What is required
Please rewrite the entries starting with the line containing "Please put a dot on every instance of the magenta" and going on through the line containing "<point>273,507</point>", with "bare forearm" replaced by "uncovered forearm" and nothing else changed.

(Rows from a pointing dataset)

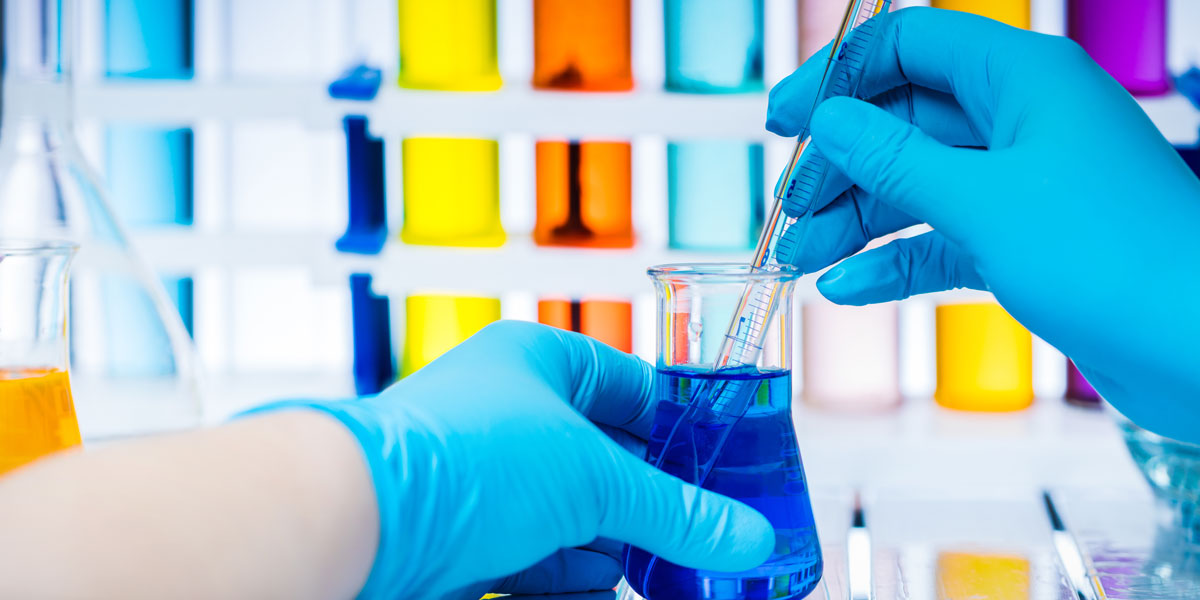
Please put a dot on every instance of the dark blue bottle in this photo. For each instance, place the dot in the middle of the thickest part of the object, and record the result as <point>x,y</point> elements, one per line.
<point>759,463</point>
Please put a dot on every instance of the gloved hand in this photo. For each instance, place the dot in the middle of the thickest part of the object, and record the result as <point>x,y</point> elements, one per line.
<point>1062,198</point>
<point>501,459</point>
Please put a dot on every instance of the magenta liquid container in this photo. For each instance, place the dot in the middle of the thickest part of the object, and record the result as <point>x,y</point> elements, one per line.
<point>1127,37</point>
<point>1079,391</point>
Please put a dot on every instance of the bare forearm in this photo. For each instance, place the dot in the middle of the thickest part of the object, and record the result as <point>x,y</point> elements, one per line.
<point>273,507</point>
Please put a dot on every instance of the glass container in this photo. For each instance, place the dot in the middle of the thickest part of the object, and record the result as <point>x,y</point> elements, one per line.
<point>851,355</point>
<point>149,39</point>
<point>753,457</point>
<point>442,205</point>
<point>714,195</point>
<point>713,46</point>
<point>582,46</point>
<point>1127,37</point>
<point>435,323</point>
<point>984,359</point>
<point>48,191</point>
<point>448,45</point>
<point>609,321</point>
<point>36,409</point>
<point>1013,12</point>
<point>585,195</point>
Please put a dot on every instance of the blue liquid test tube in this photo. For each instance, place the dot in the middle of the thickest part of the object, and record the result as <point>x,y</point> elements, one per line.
<point>367,228</point>
<point>149,39</point>
<point>715,195</point>
<point>375,366</point>
<point>713,46</point>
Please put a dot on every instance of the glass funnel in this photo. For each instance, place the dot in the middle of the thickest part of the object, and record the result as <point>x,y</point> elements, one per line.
<point>753,457</point>
<point>36,412</point>
<point>132,363</point>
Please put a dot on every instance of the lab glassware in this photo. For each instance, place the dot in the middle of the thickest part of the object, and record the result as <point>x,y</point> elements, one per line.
<point>48,191</point>
<point>36,409</point>
<point>1127,37</point>
<point>585,192</point>
<point>609,321</point>
<point>448,45</point>
<point>443,207</point>
<point>1079,391</point>
<point>984,359</point>
<point>714,46</point>
<point>1013,12</point>
<point>750,455</point>
<point>714,195</point>
<point>582,45</point>
<point>435,323</point>
<point>851,355</point>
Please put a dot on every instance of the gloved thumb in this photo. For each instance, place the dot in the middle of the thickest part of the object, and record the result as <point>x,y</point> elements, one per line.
<point>889,159</point>
<point>681,522</point>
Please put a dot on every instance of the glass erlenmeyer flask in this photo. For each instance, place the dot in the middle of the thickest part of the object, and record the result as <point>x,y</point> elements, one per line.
<point>36,411</point>
<point>753,457</point>
<point>132,363</point>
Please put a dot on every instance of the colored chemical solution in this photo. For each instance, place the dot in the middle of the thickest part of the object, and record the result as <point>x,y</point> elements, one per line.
<point>36,415</point>
<point>756,462</point>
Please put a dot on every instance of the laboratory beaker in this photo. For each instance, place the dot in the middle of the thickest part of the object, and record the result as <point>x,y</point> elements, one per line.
<point>36,409</point>
<point>1013,12</point>
<point>451,192</point>
<point>714,195</point>
<point>582,46</point>
<point>753,456</point>
<point>713,46</point>
<point>984,359</point>
<point>609,321</point>
<point>851,355</point>
<point>585,195</point>
<point>48,191</point>
<point>448,45</point>
<point>435,323</point>
<point>1127,37</point>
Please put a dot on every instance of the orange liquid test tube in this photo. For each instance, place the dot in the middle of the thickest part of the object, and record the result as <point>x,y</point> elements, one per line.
<point>1014,12</point>
<point>582,46</point>
<point>984,359</point>
<point>609,321</point>
<point>585,195</point>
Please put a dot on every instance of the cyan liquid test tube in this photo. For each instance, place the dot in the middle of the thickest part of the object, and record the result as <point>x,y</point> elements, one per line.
<point>149,39</point>
<point>714,195</point>
<point>713,46</point>
<point>1127,37</point>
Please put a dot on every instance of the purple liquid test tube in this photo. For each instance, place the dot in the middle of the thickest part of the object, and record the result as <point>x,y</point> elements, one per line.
<point>1127,37</point>
<point>1079,391</point>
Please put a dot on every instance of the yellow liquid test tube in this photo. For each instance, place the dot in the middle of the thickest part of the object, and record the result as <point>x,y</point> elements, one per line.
<point>451,192</point>
<point>961,576</point>
<point>1014,12</point>
<point>448,45</point>
<point>435,323</point>
<point>984,359</point>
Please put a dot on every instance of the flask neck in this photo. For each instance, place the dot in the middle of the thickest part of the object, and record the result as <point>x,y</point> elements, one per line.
<point>37,47</point>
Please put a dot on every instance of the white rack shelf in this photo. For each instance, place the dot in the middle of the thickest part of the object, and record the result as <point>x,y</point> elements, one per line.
<point>397,112</point>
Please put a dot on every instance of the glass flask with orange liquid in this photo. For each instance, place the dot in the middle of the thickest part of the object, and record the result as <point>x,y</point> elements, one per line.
<point>133,366</point>
<point>36,409</point>
<point>582,46</point>
<point>585,195</point>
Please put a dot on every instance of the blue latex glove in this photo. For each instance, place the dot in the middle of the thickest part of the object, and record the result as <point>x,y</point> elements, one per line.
<point>502,457</point>
<point>1062,198</point>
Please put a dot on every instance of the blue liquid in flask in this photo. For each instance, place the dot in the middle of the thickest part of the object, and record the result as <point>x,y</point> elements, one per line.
<point>759,465</point>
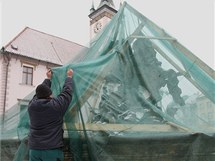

Complete answer
Please put a dot on every instance of the magenta liquid container in this photo. For each instance, place the dot in the middle of the thickest part of the object, and record the result as <point>x,y</point> elements, one per line.
<point>1127,37</point>
<point>1079,391</point>
Please put a dot on every instance of the uncovered forearm in this photo. For each instance, place the dot in the middle of the thickest part of the object, and record the result as <point>x,y</point> elements, one per line.
<point>273,507</point>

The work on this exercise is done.